→ **Work instructions**
Tally the lines in the entries below that contain the string "lamp", with case counting, and give only the number.

→ **Data listing**

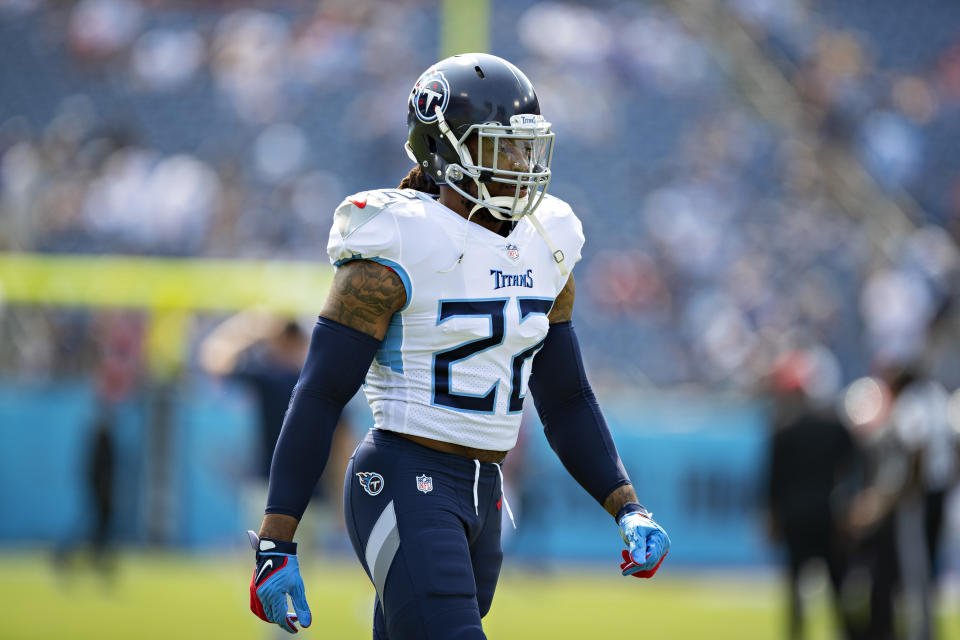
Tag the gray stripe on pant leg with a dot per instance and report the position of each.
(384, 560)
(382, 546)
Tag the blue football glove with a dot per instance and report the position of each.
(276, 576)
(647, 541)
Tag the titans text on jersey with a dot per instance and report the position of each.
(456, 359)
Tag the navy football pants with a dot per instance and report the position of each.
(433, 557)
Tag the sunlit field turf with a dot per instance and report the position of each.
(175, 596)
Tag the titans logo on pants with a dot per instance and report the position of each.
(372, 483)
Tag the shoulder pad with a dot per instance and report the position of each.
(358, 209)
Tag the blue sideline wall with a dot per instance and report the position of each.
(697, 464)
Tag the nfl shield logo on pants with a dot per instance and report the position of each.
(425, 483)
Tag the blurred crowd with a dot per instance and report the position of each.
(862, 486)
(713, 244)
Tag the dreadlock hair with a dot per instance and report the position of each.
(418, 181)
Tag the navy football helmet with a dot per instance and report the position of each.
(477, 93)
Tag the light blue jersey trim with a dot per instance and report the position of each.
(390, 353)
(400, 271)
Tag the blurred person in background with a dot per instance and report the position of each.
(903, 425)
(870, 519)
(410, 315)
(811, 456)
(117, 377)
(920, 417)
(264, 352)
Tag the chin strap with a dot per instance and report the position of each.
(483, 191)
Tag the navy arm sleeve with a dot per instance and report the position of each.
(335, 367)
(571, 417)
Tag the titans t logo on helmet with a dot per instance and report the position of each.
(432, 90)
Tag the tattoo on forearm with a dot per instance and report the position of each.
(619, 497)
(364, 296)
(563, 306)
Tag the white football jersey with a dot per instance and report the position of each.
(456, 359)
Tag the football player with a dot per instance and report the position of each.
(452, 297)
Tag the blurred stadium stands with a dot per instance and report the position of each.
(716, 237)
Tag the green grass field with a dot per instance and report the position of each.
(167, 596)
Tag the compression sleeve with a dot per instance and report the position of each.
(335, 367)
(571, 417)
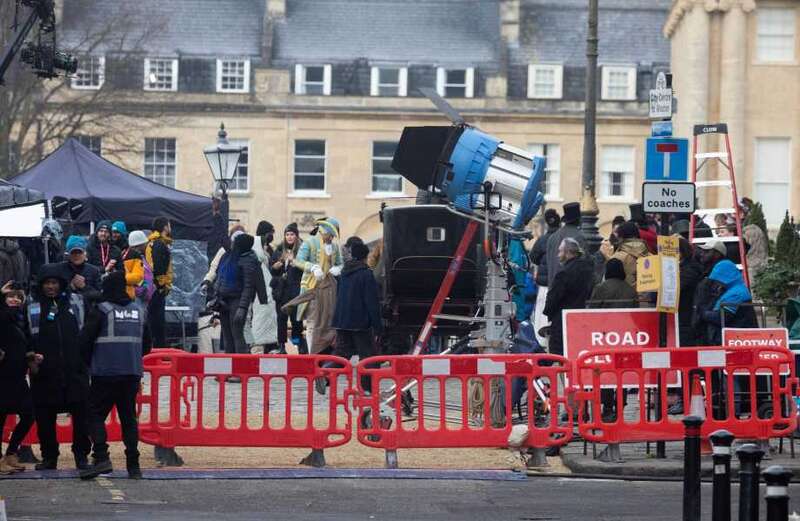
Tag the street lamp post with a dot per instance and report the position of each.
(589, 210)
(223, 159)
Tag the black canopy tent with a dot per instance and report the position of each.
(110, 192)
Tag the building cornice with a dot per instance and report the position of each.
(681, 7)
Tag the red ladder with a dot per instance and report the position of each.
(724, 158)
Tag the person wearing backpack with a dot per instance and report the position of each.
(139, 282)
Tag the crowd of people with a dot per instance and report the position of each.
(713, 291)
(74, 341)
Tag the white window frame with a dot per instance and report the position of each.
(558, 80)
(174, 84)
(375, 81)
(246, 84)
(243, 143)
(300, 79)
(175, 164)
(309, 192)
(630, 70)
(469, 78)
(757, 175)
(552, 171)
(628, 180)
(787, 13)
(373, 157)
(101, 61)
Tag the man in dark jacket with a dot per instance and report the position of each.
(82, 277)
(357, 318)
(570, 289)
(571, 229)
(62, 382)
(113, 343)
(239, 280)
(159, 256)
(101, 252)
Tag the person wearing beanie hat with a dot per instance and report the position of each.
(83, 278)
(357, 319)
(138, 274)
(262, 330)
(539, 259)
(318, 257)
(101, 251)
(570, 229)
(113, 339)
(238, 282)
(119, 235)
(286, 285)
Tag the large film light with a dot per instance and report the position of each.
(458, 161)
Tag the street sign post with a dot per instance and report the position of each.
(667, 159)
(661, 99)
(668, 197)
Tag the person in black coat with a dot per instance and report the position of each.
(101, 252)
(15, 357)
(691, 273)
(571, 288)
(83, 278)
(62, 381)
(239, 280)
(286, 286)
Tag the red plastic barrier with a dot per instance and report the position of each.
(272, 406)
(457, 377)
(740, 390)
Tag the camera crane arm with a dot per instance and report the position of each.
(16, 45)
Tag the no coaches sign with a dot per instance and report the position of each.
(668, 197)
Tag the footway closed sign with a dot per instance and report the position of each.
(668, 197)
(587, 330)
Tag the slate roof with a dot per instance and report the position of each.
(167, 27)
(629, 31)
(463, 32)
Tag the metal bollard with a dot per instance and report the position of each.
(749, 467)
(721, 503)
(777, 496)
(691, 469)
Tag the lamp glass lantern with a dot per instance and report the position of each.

==

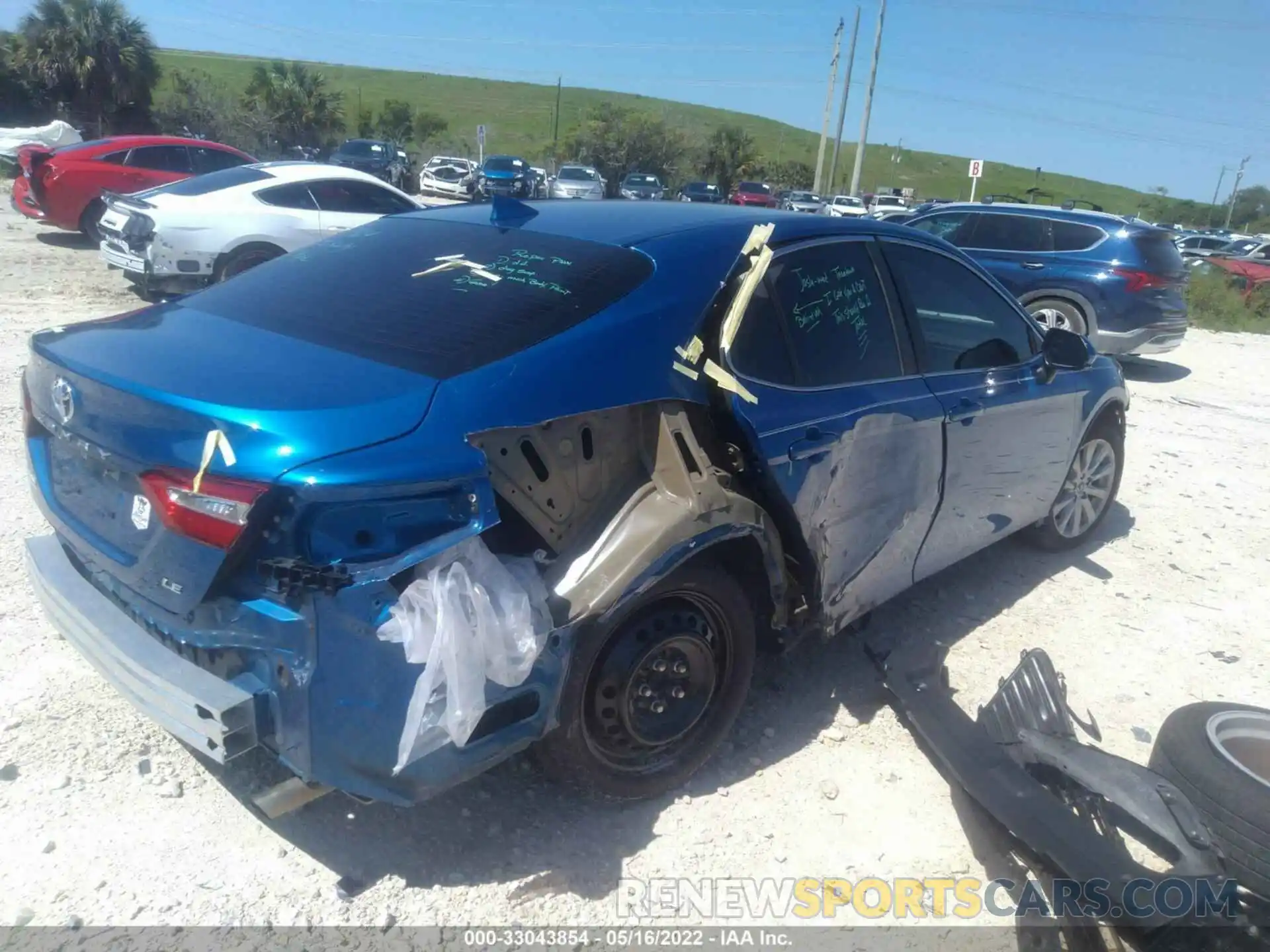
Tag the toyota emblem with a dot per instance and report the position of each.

---

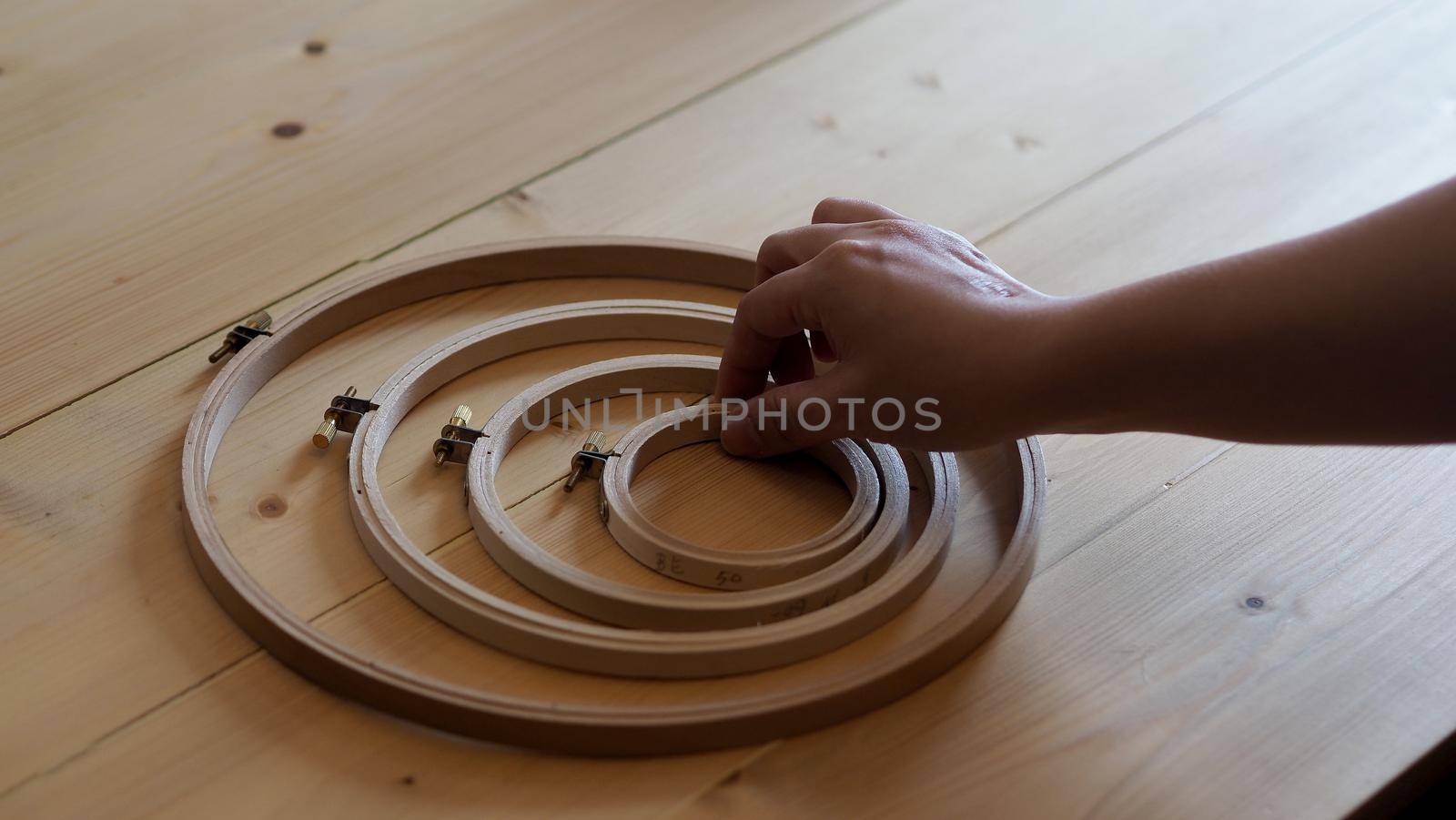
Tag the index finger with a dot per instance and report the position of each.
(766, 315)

→ **Final answer**
2